■ Task details:
Please write the next part of the news report on survivors of Zimbabwe's political violence, picking up after its final sentence.

By Mike Thomson
BBC News, Harare
A Zimbabwean mother and daughter are still too afraid to return home after being abducted and repeatedly raped by militiamen from President Robert Mugabe's Zanu-PF party a year ago.
Joyce, not her real name, quietly tells me how she and two of her daughters were assaulted over a week-long period.
She told her attackers that the youngest of her two children was just 13, but even that did not save the girl.
Her husband, who was helping to organise MDC supporters to vote, initially managed to escape.
But a few days later he was caught, and suffered appalling burns after a naked flame was applied to his genitals.
The psychological scars of this mother and daughter will not heal quickly
Joyce and her 19-year-old daughter are staying in a large, bare-walled safe house in the capital, Harare, along with other victims of last year's political violence.
Most have recovered - physically - from the bruises, broken bones and gunshot wounds they suffered.
But their psychological wounds will take a lot longer to heal.
When the long-standing opposition leader, Morgan Tsvangirai of the Movement for Democratic Change (MDC) was sworn in as Zimbabwe's prime minister in a power-sharing government earlier this year, hopes were high that the devastated country's nightmare was nearing an end.
While it was widely expected to take months, if not years, for the ruined economy to recover, it was at least thought that political violence and the fear of it were a thing of the past.

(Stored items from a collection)
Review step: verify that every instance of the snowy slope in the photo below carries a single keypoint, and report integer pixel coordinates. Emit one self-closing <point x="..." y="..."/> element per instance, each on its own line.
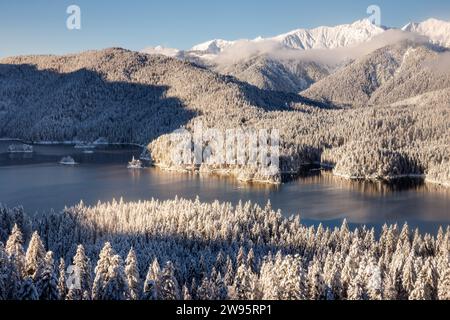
<point x="437" y="30"/>
<point x="304" y="39"/>
<point x="330" y="37"/>
<point x="213" y="46"/>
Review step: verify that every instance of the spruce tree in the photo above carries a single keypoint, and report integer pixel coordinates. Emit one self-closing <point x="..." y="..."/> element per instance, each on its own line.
<point x="168" y="289"/>
<point x="48" y="282"/>
<point x="132" y="274"/>
<point x="35" y="257"/>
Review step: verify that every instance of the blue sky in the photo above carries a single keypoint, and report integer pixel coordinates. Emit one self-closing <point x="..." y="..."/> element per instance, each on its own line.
<point x="39" y="26"/>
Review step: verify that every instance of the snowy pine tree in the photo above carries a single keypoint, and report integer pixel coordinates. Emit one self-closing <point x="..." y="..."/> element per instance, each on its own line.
<point x="168" y="289"/>
<point x="132" y="274"/>
<point x="48" y="282"/>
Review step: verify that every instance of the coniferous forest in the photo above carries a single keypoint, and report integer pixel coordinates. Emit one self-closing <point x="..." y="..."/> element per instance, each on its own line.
<point x="183" y="250"/>
<point x="363" y="102"/>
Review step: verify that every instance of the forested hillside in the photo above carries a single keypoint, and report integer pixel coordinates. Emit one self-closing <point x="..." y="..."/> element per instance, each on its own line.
<point x="390" y="74"/>
<point x="131" y="97"/>
<point x="187" y="250"/>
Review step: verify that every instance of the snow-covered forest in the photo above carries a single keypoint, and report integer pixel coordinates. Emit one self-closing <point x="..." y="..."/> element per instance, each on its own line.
<point x="182" y="249"/>
<point x="401" y="128"/>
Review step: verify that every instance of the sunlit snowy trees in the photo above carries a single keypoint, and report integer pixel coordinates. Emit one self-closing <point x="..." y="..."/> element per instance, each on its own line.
<point x="125" y="96"/>
<point x="183" y="249"/>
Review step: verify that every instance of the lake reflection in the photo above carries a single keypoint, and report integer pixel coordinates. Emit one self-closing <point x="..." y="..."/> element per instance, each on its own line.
<point x="39" y="183"/>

■ Written answer:
Yet, it seems, nothing could be further from the truth.
Tapfuma, 20, sits on the other side of the room from Joyce and her daughter.
He and his mother were beaten with sticks by a Zanu-PF mob that invaded their home in the early hours of the morning.
"They were thrashing me with big sticks on my legs and hands. I was just begging for mercy. I even called to God. When they left we were both unconscious. My mum was just lying there," he says.
His mother can no longer use her hands. When I ask him why he does not go home now that the new unity government is in power, he replies:
"Zanu-PF, the people who did this, are still out there. They are still wearing their T-shirts."
Later that day, a middle-aged woman is shown into the room, carrying a large book.
It contains the names of people tortured, killed, raped or maimed by Zanu-PF mobs last year.
The woman - Patience - has compiled the list covertly over recent months, with the help of mortuary officials, hospital staff and court clerks.
I ask her what would happen if she took this list to the police or to the Ministry of Justice and demanded that those responsible be prosecuted.
She puts the book down, turns and looks straight me in the eye before saying:
"I would be killed, even torn to pieces. I definitely believe that."
She goes on to tell me that she has been warned recently that Zanu-PF hardliners have heard about the list she is making, and are now trying to find her.
She believes they are desperate to destroy evidence like this, which - she says - could put them in court should President Mugabe eventually be forced from government.
Patience says they are currently planning fresh violence to help ensure that does not happen.
"Zanu-PF are writing the names of all the leaders of the MDC. These are the names of the leaders in the north, and they have already started in our area."
Patience says the names were handed to state intelligence agents.
I took these claims to the MDC's Sekai Holland, Minister of State for National Healing, Reconciliation and Integration, herself the victim of a beating by Zanu-PF militia that left her in hospital for weeks.
The minister says she is not in the least surprised by what I have told her.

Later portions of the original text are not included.